Paylan: Türkiye-Ermenistan Dostluk Grubu kurulsun
Artı Gerçek - HDP Diyarbakır Milletvekili Garo Paylan, TBMM Plan ve Bütçe Komisyonu'nda görüşülmekte olan Dışişleri Bakanlığı 2023 yılı Bütçesi üzerine konuştu.
Dışişleri Bakanı Mevlüt Çavuşoğlu’na, ‘İktidar politikalarının ABD ve Rusya’yı Türkiye’ye komşu yaptığını’ ifade eden Paylan, Bakan’ı Ermenistan-Azerbaycan barış görüşmelerinde ‘adil bir barışın’ sağlanması adına yapıcı bir şekilde sorumluluk almaya davet etti.
“Belli bir şeyin eşiğindeyiz” sözleriyle barış fırsatını vurgulayan Paylan, soydaşlık ve akrabalık temelli dış politika eğilimini eleştirdi. Paylan, "Sayın Bakan ben sizinle akraba mıyım? Soydaşınız değilim ama bildiğim kadarıyla sizinle akraba da değilim" diye konuştu.
====
> Çözülecek Problemler
[a] Yukarıdaki metin bölümüne göre yanıtlayın:
(i) Garo Paylan hangi ilin milletvekilidir?
(ii) Paylan'ın üzerine konuştuğu bütçe hangi bakanlığa ve hangi yıla aittir?
(iii) Paylan barış fırsatını hangi sözlerle vurgulamıştır?
[b] Aşağıdaki girdilerde "of the large" ifadesini içeren satır ile "x=190 y=273" ifadesini içeren satır arasındaki satırları (ikisi de dahil) yeniden yazın. Bu satırlarda "locator" ifadesini "detector" ile değiştirin ve geri kalan her şeyi aynen koruyun; yalnızca bu satırları verin.

> Koordinat etiketleme verileri
====
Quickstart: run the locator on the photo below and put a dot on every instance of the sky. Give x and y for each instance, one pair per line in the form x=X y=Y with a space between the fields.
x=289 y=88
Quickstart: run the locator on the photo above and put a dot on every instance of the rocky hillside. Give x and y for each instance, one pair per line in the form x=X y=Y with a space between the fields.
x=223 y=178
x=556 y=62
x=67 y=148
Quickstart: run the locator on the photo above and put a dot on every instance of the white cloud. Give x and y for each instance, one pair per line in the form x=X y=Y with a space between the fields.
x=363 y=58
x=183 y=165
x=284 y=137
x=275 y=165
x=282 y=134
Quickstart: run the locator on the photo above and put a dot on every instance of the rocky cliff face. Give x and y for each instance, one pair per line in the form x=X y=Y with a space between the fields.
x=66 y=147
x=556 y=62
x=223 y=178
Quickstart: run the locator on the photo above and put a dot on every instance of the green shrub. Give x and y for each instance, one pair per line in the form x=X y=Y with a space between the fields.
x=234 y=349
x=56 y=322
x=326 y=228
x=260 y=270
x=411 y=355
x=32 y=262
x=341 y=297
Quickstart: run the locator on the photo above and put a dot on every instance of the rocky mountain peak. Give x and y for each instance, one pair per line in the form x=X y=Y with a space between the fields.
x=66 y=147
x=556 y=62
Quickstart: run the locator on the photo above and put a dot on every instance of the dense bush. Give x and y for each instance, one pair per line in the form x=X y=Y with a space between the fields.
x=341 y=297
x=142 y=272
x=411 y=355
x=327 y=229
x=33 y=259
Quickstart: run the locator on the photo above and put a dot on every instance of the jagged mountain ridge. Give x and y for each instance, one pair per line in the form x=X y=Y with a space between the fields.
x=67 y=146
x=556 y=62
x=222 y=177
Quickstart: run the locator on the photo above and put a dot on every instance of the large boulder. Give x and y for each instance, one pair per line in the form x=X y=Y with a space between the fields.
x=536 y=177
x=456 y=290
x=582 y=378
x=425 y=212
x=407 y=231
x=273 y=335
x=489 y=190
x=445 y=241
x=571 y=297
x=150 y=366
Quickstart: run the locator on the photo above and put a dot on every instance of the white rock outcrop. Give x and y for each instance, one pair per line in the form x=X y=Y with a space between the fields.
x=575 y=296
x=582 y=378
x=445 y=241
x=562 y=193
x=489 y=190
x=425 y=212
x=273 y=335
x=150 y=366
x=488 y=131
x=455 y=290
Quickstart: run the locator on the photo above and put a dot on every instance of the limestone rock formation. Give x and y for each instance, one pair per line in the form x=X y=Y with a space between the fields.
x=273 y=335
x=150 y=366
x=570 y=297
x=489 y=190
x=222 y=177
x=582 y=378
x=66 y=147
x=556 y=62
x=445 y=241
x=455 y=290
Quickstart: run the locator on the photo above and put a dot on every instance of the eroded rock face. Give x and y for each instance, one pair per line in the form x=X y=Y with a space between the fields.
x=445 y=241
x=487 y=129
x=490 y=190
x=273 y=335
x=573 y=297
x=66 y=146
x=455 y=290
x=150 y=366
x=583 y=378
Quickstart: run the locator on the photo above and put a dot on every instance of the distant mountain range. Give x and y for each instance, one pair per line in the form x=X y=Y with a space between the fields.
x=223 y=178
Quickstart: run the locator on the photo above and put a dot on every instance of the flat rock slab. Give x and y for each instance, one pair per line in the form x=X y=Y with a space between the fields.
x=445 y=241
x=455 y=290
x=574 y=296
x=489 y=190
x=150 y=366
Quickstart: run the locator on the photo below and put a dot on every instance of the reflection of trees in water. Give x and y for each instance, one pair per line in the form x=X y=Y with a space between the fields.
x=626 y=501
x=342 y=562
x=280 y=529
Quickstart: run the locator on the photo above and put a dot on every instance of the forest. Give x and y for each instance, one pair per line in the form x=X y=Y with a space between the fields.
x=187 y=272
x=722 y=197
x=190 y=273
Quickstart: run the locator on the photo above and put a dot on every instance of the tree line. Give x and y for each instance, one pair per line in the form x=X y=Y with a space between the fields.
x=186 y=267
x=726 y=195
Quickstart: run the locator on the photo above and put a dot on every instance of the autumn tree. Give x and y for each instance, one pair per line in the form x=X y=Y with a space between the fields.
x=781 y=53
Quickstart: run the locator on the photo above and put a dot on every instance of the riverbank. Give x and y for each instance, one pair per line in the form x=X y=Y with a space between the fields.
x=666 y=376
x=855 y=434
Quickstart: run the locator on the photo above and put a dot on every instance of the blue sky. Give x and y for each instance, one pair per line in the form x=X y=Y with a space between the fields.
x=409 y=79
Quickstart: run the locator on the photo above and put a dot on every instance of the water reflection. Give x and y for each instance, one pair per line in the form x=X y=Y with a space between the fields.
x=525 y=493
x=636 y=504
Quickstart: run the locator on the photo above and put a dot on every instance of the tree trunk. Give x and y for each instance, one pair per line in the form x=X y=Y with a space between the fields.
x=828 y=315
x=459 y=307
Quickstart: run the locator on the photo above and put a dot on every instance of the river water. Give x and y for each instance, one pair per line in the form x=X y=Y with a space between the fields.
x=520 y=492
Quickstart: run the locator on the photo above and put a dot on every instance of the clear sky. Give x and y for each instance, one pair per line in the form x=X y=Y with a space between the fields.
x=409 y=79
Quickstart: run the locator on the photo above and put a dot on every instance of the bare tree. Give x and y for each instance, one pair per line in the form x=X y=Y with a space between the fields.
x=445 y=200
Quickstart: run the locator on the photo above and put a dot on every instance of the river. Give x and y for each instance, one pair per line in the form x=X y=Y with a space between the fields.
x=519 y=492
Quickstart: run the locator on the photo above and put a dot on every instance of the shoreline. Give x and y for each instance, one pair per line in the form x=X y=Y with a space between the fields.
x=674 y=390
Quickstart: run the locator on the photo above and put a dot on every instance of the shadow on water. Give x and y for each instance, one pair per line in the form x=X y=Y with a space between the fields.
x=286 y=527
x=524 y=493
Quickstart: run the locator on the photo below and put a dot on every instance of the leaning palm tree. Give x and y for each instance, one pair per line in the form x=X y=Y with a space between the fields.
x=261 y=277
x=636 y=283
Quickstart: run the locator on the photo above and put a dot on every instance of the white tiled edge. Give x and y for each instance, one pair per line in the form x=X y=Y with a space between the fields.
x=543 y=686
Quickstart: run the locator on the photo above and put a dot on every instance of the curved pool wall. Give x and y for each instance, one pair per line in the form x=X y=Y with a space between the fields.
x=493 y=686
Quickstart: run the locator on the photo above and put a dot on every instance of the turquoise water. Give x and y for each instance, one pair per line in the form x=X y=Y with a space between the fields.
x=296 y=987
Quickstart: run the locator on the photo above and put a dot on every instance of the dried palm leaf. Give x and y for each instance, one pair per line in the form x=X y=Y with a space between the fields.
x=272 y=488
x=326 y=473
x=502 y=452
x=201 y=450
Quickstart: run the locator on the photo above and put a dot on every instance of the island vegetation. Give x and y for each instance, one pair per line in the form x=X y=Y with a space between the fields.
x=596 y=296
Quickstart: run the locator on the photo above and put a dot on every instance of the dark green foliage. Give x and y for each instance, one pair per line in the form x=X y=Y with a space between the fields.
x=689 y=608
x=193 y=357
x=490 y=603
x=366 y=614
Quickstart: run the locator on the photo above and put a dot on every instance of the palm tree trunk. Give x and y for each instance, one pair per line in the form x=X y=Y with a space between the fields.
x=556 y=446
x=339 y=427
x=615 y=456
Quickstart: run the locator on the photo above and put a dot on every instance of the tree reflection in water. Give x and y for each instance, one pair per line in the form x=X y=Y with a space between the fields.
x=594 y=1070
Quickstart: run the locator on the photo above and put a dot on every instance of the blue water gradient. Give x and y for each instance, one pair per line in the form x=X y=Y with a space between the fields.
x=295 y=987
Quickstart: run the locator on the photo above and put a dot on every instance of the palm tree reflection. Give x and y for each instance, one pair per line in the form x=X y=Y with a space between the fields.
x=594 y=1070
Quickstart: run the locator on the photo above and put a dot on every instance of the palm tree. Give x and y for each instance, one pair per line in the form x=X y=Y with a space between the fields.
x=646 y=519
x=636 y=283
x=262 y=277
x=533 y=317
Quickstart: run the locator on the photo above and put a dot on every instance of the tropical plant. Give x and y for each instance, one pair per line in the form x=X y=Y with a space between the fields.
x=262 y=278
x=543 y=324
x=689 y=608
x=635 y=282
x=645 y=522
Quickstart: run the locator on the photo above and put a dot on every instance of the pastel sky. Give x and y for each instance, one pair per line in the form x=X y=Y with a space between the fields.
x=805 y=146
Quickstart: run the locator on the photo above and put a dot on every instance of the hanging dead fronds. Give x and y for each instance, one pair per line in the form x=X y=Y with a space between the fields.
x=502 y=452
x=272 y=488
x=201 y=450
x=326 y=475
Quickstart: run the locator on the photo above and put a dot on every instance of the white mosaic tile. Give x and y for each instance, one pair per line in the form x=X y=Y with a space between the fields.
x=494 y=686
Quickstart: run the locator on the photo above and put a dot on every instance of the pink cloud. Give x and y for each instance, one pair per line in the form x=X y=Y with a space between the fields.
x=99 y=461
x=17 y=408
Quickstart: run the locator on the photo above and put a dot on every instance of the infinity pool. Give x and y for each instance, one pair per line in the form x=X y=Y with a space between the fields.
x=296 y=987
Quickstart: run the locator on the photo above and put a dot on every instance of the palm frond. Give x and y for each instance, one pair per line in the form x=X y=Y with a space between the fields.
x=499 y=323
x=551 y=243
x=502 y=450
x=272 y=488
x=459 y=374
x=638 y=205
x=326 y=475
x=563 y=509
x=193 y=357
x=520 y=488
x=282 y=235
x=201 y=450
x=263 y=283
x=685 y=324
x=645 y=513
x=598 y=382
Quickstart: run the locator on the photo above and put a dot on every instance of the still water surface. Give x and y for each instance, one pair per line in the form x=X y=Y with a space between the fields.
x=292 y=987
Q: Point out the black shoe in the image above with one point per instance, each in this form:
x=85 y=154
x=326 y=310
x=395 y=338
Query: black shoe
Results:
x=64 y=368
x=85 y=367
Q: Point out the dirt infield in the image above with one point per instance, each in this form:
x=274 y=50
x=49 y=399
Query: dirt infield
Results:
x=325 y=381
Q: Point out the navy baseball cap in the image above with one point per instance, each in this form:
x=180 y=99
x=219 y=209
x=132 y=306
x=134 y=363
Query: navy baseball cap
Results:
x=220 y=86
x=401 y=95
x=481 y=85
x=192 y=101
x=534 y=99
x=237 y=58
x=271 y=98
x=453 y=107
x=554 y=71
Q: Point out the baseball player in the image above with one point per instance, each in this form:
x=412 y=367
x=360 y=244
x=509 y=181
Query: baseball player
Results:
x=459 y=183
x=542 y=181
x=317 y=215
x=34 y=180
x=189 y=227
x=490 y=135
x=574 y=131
====
> Sonuçlar
[a]
(i) Diyarbakır
(ii) Dışişleri Bakanlığı, 2023 yılı
(iii) "Belli bir şeyin eşiğindeyiz"

[b]
Quickstart: run the detector on the photo above and put a dot on every instance of the large boulder. Give x and y for each instance, one pair per line in the form x=X y=Y with a space between the fields.
x=536 y=177
x=456 y=290
x=582 y=378
x=425 y=212
x=407 y=231
x=273 y=335
x=489 y=190
x=445 y=241
x=571 y=297
x=150 y=366
Quickstart: run the detector on the photo above and put a dot on every instance of the white rock outcrop. Give x and y for each instance, one pair per line in the form x=X y=Y with a space between the fields.
x=575 y=296
x=582 y=378
x=445 y=241
x=562 y=193
x=489 y=190
x=425 y=212
x=273 y=335
x=150 y=366
x=488 y=131
x=455 y=290
Quickstart: run the detector on the photo above and put a dot on every instance of the limestone rock formation. Give x and y for each instance, one pair per line in the form x=X y=Y with a space between the fields.
x=273 y=335
x=150 y=366
x=570 y=297
x=489 y=190
x=222 y=177
x=582 y=378
x=66 y=147
x=556 y=62
x=445 y=241
x=455 y=290
Quickstart: run the detector on the photo above and put a dot on every instance of the eroded rock face. Give x and y for each instance, one pair per line in the form x=X y=Y with a space between the fields.
x=445 y=241
x=487 y=129
x=490 y=190
x=273 y=335
x=573 y=297
x=66 y=146
x=455 y=290
x=150 y=366
x=583 y=378
Quickstart: run the detector on the photo above and put a dot on every instance of the distant mountain range. Give x and y for each instance, one pair per line in the form x=X y=Y with a space between the fields.
x=223 y=178
Quickstart: run the detector on the photo above and put a dot on every instance of the flat rock slab. Give x and y for each instance, one pair per line in the form x=X y=Y with a space between the fields.
x=445 y=241
x=455 y=290
x=574 y=296
x=489 y=190
x=150 y=366
Quickstart: run the detector on the photo below and put a dot on every instance of the reflection of trees in water. Give x and y for each instance, one pair per line in the form x=X y=Y with a space between the fields.
x=626 y=501
x=342 y=562
x=280 y=529
Quickstart: run the detector on the photo above and put a dot on every instance of the forest. Give x and y for each instance, one pair per line in the form x=X y=Y with a space between the fields.
x=187 y=272
x=722 y=197
x=190 y=273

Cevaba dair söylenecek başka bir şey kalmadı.